### [Prompt]
Write the data out again in full, with no departure from the original.

### [Provided data]
◇ ◇ ◇ ◇ ◇ ◇ ◇

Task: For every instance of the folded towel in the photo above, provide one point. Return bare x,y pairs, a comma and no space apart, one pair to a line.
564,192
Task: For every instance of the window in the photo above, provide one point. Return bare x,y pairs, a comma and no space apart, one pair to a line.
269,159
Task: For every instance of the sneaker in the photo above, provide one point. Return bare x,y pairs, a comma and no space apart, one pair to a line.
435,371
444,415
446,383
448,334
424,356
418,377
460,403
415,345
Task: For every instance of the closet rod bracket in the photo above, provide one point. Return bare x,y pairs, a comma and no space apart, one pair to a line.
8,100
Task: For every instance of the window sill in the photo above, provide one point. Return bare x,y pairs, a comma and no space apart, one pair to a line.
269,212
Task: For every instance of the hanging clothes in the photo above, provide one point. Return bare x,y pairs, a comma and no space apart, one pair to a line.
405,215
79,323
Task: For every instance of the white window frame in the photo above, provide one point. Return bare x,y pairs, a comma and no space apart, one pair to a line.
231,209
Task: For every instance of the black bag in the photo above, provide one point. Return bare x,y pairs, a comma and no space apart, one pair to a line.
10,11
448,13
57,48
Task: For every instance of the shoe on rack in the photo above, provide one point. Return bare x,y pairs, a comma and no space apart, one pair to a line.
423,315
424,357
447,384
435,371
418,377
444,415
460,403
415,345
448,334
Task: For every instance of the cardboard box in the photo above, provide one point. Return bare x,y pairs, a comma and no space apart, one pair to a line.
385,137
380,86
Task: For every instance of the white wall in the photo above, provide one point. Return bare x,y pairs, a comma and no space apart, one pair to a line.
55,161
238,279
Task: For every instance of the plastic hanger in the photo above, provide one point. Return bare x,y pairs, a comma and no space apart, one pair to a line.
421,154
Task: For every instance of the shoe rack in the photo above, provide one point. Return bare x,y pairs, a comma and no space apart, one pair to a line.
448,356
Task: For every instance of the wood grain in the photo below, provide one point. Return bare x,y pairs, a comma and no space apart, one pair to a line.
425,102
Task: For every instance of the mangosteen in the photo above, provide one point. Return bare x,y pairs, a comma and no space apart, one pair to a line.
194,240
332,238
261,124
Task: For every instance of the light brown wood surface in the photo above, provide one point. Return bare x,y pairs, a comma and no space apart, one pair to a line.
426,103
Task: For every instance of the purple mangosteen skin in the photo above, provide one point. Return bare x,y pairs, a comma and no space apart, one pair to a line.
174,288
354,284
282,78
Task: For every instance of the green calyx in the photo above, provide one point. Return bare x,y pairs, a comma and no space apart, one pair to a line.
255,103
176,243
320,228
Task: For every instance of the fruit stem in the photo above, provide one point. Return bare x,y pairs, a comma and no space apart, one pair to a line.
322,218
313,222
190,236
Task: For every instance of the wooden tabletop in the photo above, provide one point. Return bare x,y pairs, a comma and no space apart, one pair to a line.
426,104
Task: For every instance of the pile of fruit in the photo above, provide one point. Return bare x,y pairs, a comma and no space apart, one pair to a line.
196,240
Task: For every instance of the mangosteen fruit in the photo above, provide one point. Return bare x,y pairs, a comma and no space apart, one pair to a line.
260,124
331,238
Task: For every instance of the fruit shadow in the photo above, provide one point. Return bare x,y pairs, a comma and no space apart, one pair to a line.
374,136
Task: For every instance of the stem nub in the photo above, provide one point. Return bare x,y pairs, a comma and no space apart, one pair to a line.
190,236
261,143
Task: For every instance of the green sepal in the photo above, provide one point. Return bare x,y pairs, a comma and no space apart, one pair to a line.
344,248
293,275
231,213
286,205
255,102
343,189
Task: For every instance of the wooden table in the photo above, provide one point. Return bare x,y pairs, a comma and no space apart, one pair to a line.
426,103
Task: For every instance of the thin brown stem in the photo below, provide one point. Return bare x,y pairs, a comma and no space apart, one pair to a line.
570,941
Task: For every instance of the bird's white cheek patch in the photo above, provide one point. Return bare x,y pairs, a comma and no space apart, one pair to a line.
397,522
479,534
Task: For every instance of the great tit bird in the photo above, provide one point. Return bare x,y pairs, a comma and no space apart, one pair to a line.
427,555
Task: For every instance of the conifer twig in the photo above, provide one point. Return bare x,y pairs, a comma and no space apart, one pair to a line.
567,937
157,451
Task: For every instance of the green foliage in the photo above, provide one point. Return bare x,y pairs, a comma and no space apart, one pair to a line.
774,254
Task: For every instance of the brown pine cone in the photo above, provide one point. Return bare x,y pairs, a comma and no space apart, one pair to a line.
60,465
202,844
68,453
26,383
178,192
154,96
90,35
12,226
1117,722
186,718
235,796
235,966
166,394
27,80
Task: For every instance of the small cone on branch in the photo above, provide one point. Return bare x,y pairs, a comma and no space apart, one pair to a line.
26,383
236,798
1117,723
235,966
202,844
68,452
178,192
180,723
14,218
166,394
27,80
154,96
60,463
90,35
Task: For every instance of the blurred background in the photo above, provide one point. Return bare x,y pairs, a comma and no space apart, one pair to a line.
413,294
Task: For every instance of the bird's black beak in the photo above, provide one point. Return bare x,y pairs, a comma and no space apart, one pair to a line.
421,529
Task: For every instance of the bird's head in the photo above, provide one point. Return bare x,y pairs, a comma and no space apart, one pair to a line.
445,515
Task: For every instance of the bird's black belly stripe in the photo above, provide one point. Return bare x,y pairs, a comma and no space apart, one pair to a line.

◇ ◇ ◇ ◇ ◇ ◇ ◇

### [Response to the task]
Task: For every instance of the folded towel in the photo above, provide one point. Return bare x,y pairs, a comma and no space apart, one pair to a line.
564,192
Task: For every instance of the window in the photo above, provide one point. Return bare x,y pairs, a comma and no space apart, one pair to a line.
269,159
Task: For every instance of the sneaker in the photo above, provide one point. Return bare x,y pairs, a comma and no space apart, one pair to a line.
435,371
444,415
446,383
448,334
424,356
418,377
460,403
415,345
Task: For every instance of the closet rod bracket in the photo above, provide one point. Return bare x,y pairs, a comma and no space apart, one pair to a line.
8,100
Task: For every instance of the window sill in the photo above, provide one point. Return bare x,y pairs, a comma and no space apart, one pair to a line.
269,212
Task: For every instance of the hanging clothes in the photo above, provide one point. Return bare x,y pairs, a comma and no space apart, one pair to a line.
405,215
79,323
Task: For every instance of the white window frame in the photo above, provide one point. Return bare x,y pairs, a comma and no space apart, one pair to a line.
231,209
Task: For every instance of the black bag in the photo above, provide one point. Return bare x,y pairs, a comma and no space apart, one pair to a line.
10,11
448,13
57,48
Task: For every instance of the shoe on rack in the photo above, provide one point. Return bare x,y pairs, a comma and no space apart, one pair to a line.
423,315
424,357
447,384
435,371
418,377
444,415
460,403
415,345
448,334
Task: For every instance of the cardboard box in the photo above, provide one point. Return bare x,y pairs, a comma and no space apart, one pair to a line.
385,137
380,86
Task: For every instance of the white wall in the photo above, provide one point. Return bare x,y pairs, a comma and no space apart, one pair to a line.
55,161
238,279
Task: For every instance of the plastic hanger in the photo above, provide one point. Return bare x,y pairs, a comma and no space apart, one pair to a line.
421,154
Task: For every instance of the shoe rack in the photo above, provide one point. Return bare x,y pairs, a comma and no space apart, one pair to a line.
448,356
Task: For every instance of the wood grain in the photo below, provide one point. Return bare x,y pairs, a comma and no space apart, one pair to a line.
425,102
Task: For every instance of the mangosteen in the photo above, provide one point. Return bare x,y pairs, a comma and no space apart, one pair to a line.
194,240
332,238
261,124
Task: For every instance of the light brown wood surface in the photo above, provide one point. Return bare x,y pairs, a comma and no space apart, one pair to a line.
426,103
Task: For every instance of the purple mangosteen skin in the photo above, provide one point. Return bare x,y pairs, a comma and no space apart, one pair to a line.
174,288
354,284
282,78
Task: For every instance of the green calyx in the photo above, provide one point. Return bare x,y pairs, a comma and no space apart, one pair to a line.
255,103
176,243
320,228
Task: For every instance of the fruit stem in the photo above, provide one point. Return bare x,y pairs, a comma and no space apart, one pair to a line.
322,218
313,222
190,236
Task: For every instance of the wooden tabletop in the photo above, provide one point. Return bare x,y pairs, a comma and no space apart, one pair to a line.
426,104
Task: For every instance of the pile of fruit in the photo above, provide one point. Return bare x,y pairs, a comma and no space apart, one pair to a line.
196,240
Task: For every instance of the mangosteen fruit in the photo above, provide one point. Return bare x,y pairs, a comma and no space apart, one pair to a line.
260,124
331,238
Task: For every instance of the fruit shadow in the photo above, provide one point. Return bare x,y pairs, a comma and no space apart, one pair to a line.
374,136
Task: For every instance of the stem nub in the photo above, provide one point. Return bare x,y pairs, a comma and no space apart, one pair to a line.
190,236
261,143
Task: For every instance of the green sepal in the photo above, provide one point. Return bare x,y pairs, a comma and no space apart, one pair to a line.
344,248
293,275
231,213
286,205
255,102
343,189
Task: For every instance of the wooden table in the photo above, provide one point. Return bare x,y pairs, a comma and no space apart, one pair to a line.
426,103
Task: For every instance of the thin brown stem in the photo below, provide one point. Return bare x,y pairs, a comma and no space apart, one pair to a line.
570,941
Task: For every instance of the bird's white cheek patch in the photo above, provide one point. Return bare x,y pairs, a comma and no space apart, one pair to a line.
397,522
479,534
Task: For every instance of the great tit bird in the photo above, provide one point. Return bare x,y pairs, a comma and no space apart, one pair to a line.
427,555
Task: For every instance of the conifer twig in the photo above, provide one point. Return bare x,y pairs, a comma and no space apart, one pair to a line.
567,937
157,451
Task: For every instance of the green foliage in the photo above, provide one point. Return bare x,y pairs, a comma and no space apart, one pair to a line.
774,254
Task: For every instance of the brown pine cone in the photo above, provide one point. Return bare x,y pairs, a comma and no space apart, one pair to a line.
60,465
202,844
68,453
26,383
178,192
154,96
90,35
12,226
1117,722
186,718
235,796
235,966
166,394
27,80
Task: For every instance of the small cone on branch in the photo above, provide one point. Return bare x,y pairs, a comma and no space apart, one pair to a line.
26,383
236,798
1117,723
235,966
202,844
68,452
178,192
180,723
14,218
166,394
27,80
154,96
60,463
90,35
Task: For every instance of the blurred background in the photo above, provide one point. Return bare x,y pairs, a comma and no space apart, one pair to a line.
413,294
Task: For every instance of the bird's black beak in the photo above, provide one point. Return bare x,y pairs, a comma and no space apart, one pair to a line.
421,529
Task: For every instance of the bird's head in the photo above, provide one point. Return bare x,y pairs, a comma and no space apart, one pair to a line.
445,515
Task: For every instance of the bird's black belly stripe in the photo above, provide one point. Return bare x,y pairs, a comma and no space apart, one pair to a line.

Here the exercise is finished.